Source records

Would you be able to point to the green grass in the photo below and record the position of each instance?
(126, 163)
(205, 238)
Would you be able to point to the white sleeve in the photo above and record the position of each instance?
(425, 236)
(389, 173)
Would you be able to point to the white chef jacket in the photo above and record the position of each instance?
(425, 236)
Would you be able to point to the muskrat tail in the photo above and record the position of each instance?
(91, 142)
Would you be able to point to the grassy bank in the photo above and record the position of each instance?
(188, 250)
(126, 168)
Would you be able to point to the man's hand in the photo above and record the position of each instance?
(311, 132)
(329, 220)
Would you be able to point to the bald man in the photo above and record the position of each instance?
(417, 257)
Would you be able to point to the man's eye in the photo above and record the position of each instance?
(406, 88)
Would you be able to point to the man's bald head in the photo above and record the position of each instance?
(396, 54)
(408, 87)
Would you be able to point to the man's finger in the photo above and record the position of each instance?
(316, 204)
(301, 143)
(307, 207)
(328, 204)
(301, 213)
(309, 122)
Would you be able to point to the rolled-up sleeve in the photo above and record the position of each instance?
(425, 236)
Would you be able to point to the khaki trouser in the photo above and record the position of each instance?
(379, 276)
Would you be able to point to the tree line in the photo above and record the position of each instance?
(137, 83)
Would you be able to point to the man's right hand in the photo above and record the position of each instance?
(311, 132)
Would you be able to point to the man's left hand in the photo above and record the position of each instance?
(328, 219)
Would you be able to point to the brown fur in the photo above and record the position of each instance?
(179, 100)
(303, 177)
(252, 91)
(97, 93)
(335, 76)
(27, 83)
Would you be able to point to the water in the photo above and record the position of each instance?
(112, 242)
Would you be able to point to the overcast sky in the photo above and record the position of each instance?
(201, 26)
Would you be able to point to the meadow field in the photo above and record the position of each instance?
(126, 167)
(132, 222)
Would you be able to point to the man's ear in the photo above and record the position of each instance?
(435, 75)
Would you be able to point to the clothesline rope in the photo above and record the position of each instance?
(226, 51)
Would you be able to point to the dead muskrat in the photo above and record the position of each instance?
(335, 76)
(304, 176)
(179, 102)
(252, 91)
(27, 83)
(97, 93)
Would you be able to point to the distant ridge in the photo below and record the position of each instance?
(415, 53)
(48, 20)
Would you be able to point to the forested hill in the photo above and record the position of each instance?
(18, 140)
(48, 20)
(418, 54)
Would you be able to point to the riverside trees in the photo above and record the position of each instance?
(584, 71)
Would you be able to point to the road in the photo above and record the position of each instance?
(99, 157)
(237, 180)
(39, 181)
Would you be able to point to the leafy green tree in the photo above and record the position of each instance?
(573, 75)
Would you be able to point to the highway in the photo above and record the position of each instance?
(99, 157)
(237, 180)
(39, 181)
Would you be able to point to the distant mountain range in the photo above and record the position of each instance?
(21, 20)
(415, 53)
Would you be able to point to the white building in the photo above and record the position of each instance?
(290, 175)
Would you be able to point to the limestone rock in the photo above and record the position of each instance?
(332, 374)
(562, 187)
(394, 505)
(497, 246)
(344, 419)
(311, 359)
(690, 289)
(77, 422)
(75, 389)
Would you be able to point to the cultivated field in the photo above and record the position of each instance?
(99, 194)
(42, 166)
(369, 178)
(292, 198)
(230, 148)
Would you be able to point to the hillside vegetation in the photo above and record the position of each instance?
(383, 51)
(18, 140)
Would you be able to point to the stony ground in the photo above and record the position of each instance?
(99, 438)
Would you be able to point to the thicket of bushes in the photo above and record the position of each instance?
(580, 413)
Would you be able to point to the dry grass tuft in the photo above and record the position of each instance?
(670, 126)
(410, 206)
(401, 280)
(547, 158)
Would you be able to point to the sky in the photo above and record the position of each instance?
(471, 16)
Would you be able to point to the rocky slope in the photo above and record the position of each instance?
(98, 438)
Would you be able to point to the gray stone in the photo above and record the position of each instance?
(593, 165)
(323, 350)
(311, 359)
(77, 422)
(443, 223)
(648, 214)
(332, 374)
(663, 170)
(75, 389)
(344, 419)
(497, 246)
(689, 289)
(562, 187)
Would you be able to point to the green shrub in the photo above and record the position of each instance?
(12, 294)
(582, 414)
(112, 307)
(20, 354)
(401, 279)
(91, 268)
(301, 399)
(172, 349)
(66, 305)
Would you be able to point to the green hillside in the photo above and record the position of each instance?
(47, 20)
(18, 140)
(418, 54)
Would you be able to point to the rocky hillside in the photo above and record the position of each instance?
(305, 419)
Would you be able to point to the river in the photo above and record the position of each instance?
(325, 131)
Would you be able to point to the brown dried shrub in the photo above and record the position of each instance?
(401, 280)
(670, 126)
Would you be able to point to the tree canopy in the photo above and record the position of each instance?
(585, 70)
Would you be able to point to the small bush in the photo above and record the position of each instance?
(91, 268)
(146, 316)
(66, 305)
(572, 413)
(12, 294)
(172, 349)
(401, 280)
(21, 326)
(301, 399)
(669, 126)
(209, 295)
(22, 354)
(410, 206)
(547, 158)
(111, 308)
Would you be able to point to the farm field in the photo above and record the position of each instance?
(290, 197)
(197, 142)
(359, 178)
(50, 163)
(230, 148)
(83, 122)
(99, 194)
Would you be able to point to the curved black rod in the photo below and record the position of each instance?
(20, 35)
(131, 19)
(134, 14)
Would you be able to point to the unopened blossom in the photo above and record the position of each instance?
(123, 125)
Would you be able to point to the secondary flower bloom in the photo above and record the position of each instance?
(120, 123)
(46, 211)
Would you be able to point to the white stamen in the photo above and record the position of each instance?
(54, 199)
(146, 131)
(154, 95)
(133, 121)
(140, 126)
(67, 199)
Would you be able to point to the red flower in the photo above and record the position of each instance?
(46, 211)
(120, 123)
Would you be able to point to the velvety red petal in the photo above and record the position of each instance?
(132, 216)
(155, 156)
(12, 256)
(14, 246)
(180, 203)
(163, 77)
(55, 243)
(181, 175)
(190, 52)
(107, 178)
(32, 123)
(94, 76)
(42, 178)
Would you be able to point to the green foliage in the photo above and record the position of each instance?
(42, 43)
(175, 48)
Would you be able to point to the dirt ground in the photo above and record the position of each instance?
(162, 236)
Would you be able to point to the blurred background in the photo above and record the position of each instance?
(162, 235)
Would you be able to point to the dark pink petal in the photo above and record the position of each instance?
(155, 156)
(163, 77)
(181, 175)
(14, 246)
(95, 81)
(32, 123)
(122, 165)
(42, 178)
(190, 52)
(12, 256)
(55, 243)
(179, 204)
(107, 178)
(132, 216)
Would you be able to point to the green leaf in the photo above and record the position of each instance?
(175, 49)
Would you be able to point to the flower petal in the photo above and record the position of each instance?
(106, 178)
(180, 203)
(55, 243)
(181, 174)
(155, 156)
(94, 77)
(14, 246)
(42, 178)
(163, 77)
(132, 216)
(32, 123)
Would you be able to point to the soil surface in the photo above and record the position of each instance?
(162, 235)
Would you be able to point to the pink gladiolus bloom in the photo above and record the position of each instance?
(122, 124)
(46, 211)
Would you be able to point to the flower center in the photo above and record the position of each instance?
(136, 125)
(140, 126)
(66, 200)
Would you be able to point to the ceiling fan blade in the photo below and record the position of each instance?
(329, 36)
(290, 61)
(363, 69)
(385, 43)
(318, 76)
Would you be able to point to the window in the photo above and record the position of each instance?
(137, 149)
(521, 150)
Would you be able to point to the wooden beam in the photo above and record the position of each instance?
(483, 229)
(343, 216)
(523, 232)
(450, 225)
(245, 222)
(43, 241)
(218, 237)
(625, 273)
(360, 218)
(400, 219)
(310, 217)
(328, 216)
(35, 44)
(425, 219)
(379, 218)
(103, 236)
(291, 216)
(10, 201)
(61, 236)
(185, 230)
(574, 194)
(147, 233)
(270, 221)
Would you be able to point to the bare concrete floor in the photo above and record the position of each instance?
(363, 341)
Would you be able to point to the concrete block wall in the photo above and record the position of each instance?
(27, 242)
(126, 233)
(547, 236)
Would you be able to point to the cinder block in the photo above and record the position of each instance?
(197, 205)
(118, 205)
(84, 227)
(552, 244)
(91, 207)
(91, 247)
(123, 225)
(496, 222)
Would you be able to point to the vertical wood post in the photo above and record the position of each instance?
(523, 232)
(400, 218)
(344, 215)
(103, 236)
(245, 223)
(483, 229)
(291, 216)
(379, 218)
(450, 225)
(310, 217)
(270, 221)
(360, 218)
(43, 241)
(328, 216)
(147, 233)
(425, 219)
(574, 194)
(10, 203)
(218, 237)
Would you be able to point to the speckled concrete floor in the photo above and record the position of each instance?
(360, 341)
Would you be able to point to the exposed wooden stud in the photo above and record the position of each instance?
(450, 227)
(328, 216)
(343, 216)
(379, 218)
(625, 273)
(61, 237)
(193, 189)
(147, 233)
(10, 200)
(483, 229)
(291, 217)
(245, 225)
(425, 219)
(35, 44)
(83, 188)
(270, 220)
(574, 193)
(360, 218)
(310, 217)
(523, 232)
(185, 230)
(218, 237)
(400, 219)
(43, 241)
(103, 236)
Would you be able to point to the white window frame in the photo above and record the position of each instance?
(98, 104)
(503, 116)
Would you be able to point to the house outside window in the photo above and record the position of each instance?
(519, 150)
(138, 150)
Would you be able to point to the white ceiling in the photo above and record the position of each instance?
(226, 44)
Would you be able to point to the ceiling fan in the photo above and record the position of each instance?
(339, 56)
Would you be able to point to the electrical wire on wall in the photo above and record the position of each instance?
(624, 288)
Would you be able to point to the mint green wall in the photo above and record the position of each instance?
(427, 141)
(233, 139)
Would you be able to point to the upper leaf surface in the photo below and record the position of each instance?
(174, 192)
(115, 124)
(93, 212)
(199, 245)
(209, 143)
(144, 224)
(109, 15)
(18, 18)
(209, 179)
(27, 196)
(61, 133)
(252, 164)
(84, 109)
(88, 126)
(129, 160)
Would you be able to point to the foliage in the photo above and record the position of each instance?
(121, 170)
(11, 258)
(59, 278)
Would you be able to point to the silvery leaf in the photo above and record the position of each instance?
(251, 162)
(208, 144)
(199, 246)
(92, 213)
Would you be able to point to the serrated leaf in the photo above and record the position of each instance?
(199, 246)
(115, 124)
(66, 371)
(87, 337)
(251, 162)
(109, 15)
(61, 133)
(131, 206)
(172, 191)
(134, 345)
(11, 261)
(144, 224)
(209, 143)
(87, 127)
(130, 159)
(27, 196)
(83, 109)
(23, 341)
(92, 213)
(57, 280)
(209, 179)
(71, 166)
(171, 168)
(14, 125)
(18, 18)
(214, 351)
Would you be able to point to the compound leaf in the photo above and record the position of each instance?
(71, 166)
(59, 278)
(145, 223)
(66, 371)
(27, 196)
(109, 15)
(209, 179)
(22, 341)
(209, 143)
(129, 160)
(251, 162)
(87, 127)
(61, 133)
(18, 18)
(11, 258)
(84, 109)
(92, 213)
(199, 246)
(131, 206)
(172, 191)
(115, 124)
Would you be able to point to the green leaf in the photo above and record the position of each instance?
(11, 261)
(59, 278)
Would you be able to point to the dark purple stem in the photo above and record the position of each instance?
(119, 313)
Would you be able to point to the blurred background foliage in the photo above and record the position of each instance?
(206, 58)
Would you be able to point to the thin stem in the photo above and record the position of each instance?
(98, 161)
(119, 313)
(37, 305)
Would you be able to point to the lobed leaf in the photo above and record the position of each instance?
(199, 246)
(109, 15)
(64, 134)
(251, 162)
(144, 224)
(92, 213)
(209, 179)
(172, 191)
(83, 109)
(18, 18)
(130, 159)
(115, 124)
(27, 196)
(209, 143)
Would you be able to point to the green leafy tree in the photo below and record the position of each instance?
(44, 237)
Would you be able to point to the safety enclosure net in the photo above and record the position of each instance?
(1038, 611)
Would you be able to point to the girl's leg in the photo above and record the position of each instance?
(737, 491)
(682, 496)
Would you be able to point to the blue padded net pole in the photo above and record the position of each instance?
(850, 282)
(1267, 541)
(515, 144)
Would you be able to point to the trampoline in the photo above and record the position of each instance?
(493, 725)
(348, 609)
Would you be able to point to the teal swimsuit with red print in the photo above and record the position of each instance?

• _WHAT IS EXPECTED_: Beginning at the line containing "Would you be able to point to the safety", repeat each line exactly through the last line of the entries, and include no other lines.

• _TASK SOLUTION_:
Would you be able to point to the safety enclosure net in the photo above and record the position of each instance?
(1038, 611)
Would you be able to point to the girl's leg in the photo above and record the position of each instance?
(737, 491)
(682, 496)
Would you be able to point to the blue padded net pole in the photo above and record the position of each instance?
(850, 282)
(1267, 541)
(515, 144)
Would you be able to point to the trampoline in the photo above and record the position of each instance?
(493, 725)
(348, 609)
Would you be able to point to the teal swimsuit with red print in the photo above and record the position of each instance?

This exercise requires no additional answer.